- Data -
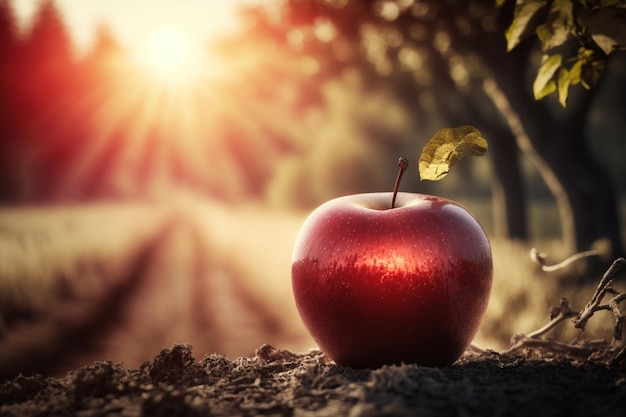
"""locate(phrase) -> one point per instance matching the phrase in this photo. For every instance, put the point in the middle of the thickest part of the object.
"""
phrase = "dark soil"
(277, 382)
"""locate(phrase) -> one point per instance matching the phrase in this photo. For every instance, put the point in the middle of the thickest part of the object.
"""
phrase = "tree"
(449, 58)
(9, 45)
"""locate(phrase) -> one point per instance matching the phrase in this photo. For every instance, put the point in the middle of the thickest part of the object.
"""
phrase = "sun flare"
(167, 55)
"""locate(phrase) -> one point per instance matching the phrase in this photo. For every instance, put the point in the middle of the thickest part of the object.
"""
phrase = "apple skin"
(377, 286)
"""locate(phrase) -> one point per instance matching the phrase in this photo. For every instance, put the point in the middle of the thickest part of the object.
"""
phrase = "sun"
(167, 56)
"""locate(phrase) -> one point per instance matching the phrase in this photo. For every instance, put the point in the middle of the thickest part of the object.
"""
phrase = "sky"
(133, 20)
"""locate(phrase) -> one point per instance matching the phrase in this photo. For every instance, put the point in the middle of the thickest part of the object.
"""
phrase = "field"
(122, 281)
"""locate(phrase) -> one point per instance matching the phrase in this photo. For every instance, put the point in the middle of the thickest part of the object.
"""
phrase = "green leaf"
(558, 26)
(446, 148)
(544, 83)
(524, 21)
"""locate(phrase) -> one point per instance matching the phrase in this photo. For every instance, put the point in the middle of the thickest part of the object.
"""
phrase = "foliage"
(446, 148)
(596, 27)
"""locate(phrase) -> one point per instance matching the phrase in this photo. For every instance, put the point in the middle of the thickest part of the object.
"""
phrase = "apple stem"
(403, 163)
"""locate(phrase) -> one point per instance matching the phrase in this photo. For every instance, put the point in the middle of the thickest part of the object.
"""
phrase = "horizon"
(198, 20)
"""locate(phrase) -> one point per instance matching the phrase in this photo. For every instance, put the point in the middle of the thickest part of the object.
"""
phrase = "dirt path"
(282, 384)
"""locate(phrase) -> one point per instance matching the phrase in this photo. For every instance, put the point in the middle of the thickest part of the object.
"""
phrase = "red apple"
(376, 285)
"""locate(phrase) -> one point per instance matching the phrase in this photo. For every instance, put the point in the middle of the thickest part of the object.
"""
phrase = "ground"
(280, 383)
(97, 303)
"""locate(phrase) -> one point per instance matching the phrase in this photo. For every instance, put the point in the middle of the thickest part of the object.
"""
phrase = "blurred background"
(227, 122)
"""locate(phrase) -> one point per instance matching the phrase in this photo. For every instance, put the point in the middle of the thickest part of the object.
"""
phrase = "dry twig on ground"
(614, 351)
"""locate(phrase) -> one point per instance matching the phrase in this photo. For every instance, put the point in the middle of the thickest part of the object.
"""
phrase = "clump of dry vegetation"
(515, 305)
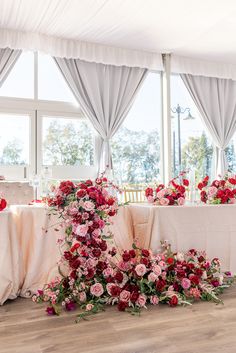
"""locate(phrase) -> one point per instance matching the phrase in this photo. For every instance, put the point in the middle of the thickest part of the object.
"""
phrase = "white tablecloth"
(207, 227)
(28, 254)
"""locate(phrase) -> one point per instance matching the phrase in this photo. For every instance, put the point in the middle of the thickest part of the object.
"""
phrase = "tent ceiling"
(195, 28)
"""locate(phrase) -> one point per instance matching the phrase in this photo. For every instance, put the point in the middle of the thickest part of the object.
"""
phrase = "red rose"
(185, 182)
(122, 306)
(173, 301)
(194, 279)
(3, 204)
(200, 186)
(81, 193)
(115, 291)
(132, 253)
(149, 192)
(160, 285)
(118, 277)
(170, 260)
(74, 247)
(145, 252)
(126, 256)
(96, 252)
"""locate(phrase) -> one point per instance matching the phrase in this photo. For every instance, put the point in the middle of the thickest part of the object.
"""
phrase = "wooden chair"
(134, 195)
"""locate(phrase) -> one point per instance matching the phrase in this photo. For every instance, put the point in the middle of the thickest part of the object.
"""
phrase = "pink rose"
(140, 270)
(124, 296)
(212, 191)
(150, 199)
(154, 300)
(161, 193)
(181, 201)
(81, 230)
(185, 283)
(164, 201)
(141, 301)
(108, 272)
(152, 277)
(88, 205)
(156, 269)
(97, 289)
(89, 307)
(82, 297)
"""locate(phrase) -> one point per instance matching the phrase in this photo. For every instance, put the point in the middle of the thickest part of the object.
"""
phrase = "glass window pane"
(52, 85)
(67, 141)
(136, 146)
(191, 144)
(14, 139)
(20, 81)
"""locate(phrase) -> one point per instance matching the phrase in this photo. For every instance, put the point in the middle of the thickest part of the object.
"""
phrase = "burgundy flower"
(50, 311)
(122, 306)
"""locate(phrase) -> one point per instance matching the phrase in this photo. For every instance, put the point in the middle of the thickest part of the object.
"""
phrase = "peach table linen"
(206, 227)
(28, 253)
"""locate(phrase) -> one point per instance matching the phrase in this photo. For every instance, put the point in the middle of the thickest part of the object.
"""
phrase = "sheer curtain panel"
(105, 94)
(8, 58)
(215, 99)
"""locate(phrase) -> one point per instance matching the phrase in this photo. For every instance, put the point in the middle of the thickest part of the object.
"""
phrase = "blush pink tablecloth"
(207, 227)
(28, 254)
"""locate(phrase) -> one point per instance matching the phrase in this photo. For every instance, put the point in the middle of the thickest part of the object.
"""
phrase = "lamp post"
(179, 111)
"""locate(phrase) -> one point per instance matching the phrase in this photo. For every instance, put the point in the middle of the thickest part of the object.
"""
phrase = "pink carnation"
(97, 289)
(141, 301)
(140, 270)
(185, 283)
(124, 296)
(154, 300)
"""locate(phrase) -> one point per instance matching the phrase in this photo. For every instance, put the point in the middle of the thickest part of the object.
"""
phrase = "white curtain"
(105, 94)
(215, 99)
(8, 58)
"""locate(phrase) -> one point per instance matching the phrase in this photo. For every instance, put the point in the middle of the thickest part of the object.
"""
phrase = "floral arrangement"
(3, 203)
(221, 191)
(173, 194)
(96, 275)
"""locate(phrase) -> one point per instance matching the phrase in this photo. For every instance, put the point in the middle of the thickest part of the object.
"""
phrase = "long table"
(29, 251)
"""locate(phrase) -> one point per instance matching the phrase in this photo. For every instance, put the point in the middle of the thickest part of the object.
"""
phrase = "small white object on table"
(204, 227)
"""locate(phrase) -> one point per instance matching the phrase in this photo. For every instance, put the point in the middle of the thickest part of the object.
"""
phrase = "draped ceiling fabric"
(8, 58)
(105, 94)
(215, 99)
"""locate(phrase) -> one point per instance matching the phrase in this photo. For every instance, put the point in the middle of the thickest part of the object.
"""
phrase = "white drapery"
(91, 52)
(215, 99)
(8, 58)
(105, 94)
(196, 67)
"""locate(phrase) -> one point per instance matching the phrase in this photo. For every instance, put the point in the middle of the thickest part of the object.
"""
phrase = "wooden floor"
(203, 327)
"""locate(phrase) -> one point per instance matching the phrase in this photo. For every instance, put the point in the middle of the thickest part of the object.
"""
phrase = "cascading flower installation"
(173, 194)
(96, 276)
(221, 191)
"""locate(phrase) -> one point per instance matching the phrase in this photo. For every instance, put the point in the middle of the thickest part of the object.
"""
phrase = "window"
(191, 145)
(67, 146)
(14, 145)
(136, 146)
(20, 81)
(51, 83)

- Problem requirements -
Your answer must be an exact copy of the records above, with every picture left out.

- Task output -
"""locate(phrase) -> one point per instance matching the phrase in this photo. For every instance, put the point in the middle of the thickest part of the object.
"""
phrase = "dark soil"
(277, 382)
"""locate(phrase) -> one point per instance matching the phrase in this photo. For every instance, put the point in the middle of the thickest part of the object.
"""
phrase = "tree"
(449, 58)
(9, 45)
"""locate(phrase) -> one point per instance matching the phrase in this photo. For every instance, put the point in the middle of the thickest part of the object.
"""
phrase = "sun flare"
(167, 55)
"""locate(phrase) -> one point per instance matching the phrase in this photo. For every instance, put the point in the middle of the thickest part of the object.
"""
phrase = "apple skin"
(377, 286)
"""locate(phrase) -> one point per instance matching the phrase in this photo. For every instance, put the point in the middle of the thickest part of the object.
"""
phrase = "sun"
(167, 56)
"""locate(phrase) -> one point per instance matching the phrase in this photo. For every instance, put the point in the middle of the thickest part of the object.
"""
phrase = "sky"
(133, 20)
"""locate(phrase) -> one point per instance matching the phrase in this photo. For every instance, put the point in the middle of the thickest part of the object.
"""
phrase = "field"
(122, 281)
"""locate(phrase) -> one point per instance matching the phrase in this photo. For every instance, put the point in the middle of the thickest part of the object.
"""
phrase = "green leaf"
(558, 26)
(446, 148)
(544, 83)
(524, 21)
"""locate(phrase) -> one point per instance matching the phrase in this photo. For every instance, put the point in the middle of the thickest part of the object.
"""
phrase = "foliage"
(446, 148)
(596, 27)
"""locate(phrase) -> one point per instance matching the phrase in this photo. For every instance, put the point in the middle of the thickest part of the object.
"""
phrase = "apple stem"
(403, 163)
"""locate(phrase) -> one point per instance matching the phrase in this photo. For every instance, put the point in the middle of the thickest part of the object.
"""
phrase = "horizon"
(198, 20)
"""locate(phrase) -> one point per instance matching the phrase in this photo. For every instance, put the point in the middle of the thickest part of the object.
"""
phrase = "dirt path"
(282, 384)
"""locate(phrase) -> one point per instance matching the phrase in this photo. For every instance, put the point in the middle of the thickest part of the object.
"""
phrase = "red apple"
(376, 285)
"""locate(phrase) -> one point per instance matching the phrase in this photo. For every instance, put the point in the middle of the thickest part of the object.
"""
phrase = "ground"
(280, 383)
(97, 303)
"""locate(phrase) -> one point per instance matching the phrase in this photo. For every instance, put the point in the middle of the thickest part of the object.
"""
phrase = "blurred background"
(227, 122)
"""locate(phrase) -> one point per instance matching the phrase in this photo. For every instance, put the point in the middle of the thickest part of the object.
"""
phrase = "dry twig on ground"
(614, 351)
"""locate(phrase) -> one point per instance matching the phrase in this photo. For every instance, put the point in the middle of the thickest part of the object.
"""
phrase = "clump of dry vegetation"
(515, 305)
"""locate(phrase) -> one point per instance matching the phrase in this photo. For every instance, put the point in the middle of the thickest part of the object.
"""
phrase = "white tablecloth"
(207, 227)
(28, 254)
"""locate(phrase) -> one point per instance matching the phrase in this photo. For every instance, put the point in the middle of the thickest part of the object.
"""
phrase = "tent ceiling"
(195, 28)
"""locate(phrase) -> one point per instance matching the phrase in this photo. For every instance, put the point in the middle of the thickest part of the object.
"""
phrase = "red rose"
(185, 182)
(122, 306)
(173, 301)
(194, 279)
(3, 204)
(200, 186)
(81, 193)
(115, 291)
(132, 253)
(149, 192)
(160, 285)
(118, 277)
(170, 260)
(74, 247)
(145, 252)
(126, 256)
(96, 252)
"""locate(phrase) -> one point per instance matching the phrase in this photo. For every instance, put the point in the middle of the thickest part of the object.
"""
phrase = "wooden chair"
(134, 195)
"""locate(phrase) -> one point per instance matching the phrase in this photo. For every instance, put the point in the middle of the thickest part of the object.
"""
phrase = "pink rose"
(140, 270)
(124, 296)
(212, 191)
(150, 199)
(154, 300)
(161, 193)
(181, 201)
(81, 230)
(185, 283)
(164, 201)
(141, 301)
(108, 272)
(152, 277)
(88, 205)
(156, 269)
(97, 289)
(89, 307)
(82, 297)
"""locate(phrase) -> one point per instance matching the phrase in this photo. For every instance, put the point in the middle of the thickest part of the object.
"""
phrase = "glass window pane"
(52, 85)
(67, 141)
(136, 146)
(191, 144)
(14, 139)
(20, 81)
"""locate(phrase) -> one point per instance matching the phrase in this photo. For every instance, put the point in the middle of the thickest part of the object.
"""
phrase = "burgundy flower"
(50, 311)
(122, 306)
"""locate(phrase) -> one point per instance matching the phrase in this photo. For every instance, put the point in the middle of the thickest part of the object.
"""
phrase = "peach table linen"
(206, 227)
(28, 253)
"""locate(phrase) -> one point per instance matching the phrase in this photo. For every instance, put the point in the middle of the thickest part of the object.
"""
phrase = "sheer curtain panel"
(105, 94)
(8, 58)
(215, 99)
"""locate(phrase) -> one point per instance matching the phrase in this photo. For every instance, put the point in the middle of the thickest part of the object.
"""
phrase = "blush pink tablecloth"
(207, 227)
(28, 254)
"""locate(phrase) -> one point per instance matching the phrase in this photo. For every instance, put the point in the middle of the thickest part of the object.
"""
phrase = "lamp post"
(179, 111)
"""locate(phrase) -> one point per instance matching the phrase in this photo. For every instance, put the point in the middle of the thickest part of the object.
"""
phrase = "pink carnation"
(97, 289)
(141, 301)
(140, 270)
(185, 283)
(124, 296)
(154, 300)
"""locate(phrase) -> one point per instance matching the phrase in this photo. For every instance, put the point in the middle of the thickest part of the object.
"""
phrase = "white curtain"
(105, 94)
(215, 99)
(8, 58)
"""locate(phrase) -> one point per instance matching the phrase in this photo. For every instance, put the point in the middle of the thickest part of the object.
"""
phrase = "floral arrangement"
(3, 203)
(221, 191)
(173, 194)
(96, 275)
"""locate(phrase) -> one point per instance matching the phrase in this photo. For every instance, put the point in the middle of the thickest part of the object.
"""
phrase = "long table"
(29, 251)
"""locate(phrase) -> one point per instance matching the phrase in this photo. For every instance, put the point in the middle of the thickest part of the object.
"""
phrase = "small white object on table"
(204, 227)
"""locate(phrase) -> one point per instance matching the phrase in this photo. For every instance, put the point in the middle of the thickest part of the object.
"""
phrase = "draped ceiling fabric"
(8, 58)
(105, 94)
(215, 99)
"""locate(phrase) -> one point per instance matching the phrase in this photo. For every instance, put the point in the middle of the thickest part of the object.
"""
phrase = "white drapery"
(91, 52)
(215, 99)
(8, 58)
(105, 94)
(196, 67)
"""locate(phrase) -> one point per instance matching the phrase in this photo. For every instance, put the point in the middle of the thickest part of the object.
"""
phrase = "wooden floor"
(203, 327)
"""locate(phrase) -> one point per instance matching the phrase in this photo. For every instance, put the point in the middle of the thickest part of the object.
"""
phrase = "cascading flower installation"
(173, 194)
(96, 276)
(221, 191)
"""locate(phrase) -> one point per instance matching the phrase in this photo. For every instance, put the point in the middle of the thickest part of the object.
"""
phrase = "window"
(191, 145)
(67, 146)
(14, 145)
(136, 146)
(20, 81)
(51, 83)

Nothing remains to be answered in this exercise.